(Dataset items)
#####
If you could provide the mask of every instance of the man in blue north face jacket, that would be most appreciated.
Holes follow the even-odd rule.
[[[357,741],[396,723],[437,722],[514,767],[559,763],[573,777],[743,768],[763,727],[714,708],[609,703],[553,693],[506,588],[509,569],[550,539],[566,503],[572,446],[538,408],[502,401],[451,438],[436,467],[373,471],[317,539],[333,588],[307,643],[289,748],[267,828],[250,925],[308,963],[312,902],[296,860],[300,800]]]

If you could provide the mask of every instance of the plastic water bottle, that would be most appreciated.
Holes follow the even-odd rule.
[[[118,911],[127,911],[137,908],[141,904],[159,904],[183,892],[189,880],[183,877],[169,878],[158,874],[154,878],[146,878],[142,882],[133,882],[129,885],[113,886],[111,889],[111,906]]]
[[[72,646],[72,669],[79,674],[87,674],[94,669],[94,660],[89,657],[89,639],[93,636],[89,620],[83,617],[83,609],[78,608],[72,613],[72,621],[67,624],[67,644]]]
#####
**Aim of the exercise**
From the first line to the last, give the data again exactly.

**Exercise solution**
If you could provide the mask of every instance of the man in blue north face jacket, that would be most appreciated.
Holes follow the even-odd rule.
[[[357,741],[396,723],[437,722],[514,767],[559,763],[573,777],[743,768],[763,727],[714,708],[609,703],[553,693],[506,588],[509,569],[550,539],[566,503],[572,446],[538,408],[502,401],[451,438],[436,467],[373,471],[317,539],[333,588],[307,643],[289,748],[267,828],[250,925],[308,963],[312,902],[296,860],[300,800]]]

If you could provide the mask of every instance of the plastic water bottle, that would be most appreciated.
Holes follow the even-odd rule.
[[[118,911],[127,911],[137,908],[141,904],[159,904],[183,892],[189,880],[183,877],[169,878],[158,874],[154,878],[146,878],[142,882],[133,882],[129,885],[113,886],[111,889],[111,906]]]
[[[72,646],[72,669],[79,674],[87,674],[94,669],[94,660],[89,657],[89,639],[93,636],[89,620],[83,617],[83,609],[78,608],[72,613],[72,621],[67,624],[67,644]]]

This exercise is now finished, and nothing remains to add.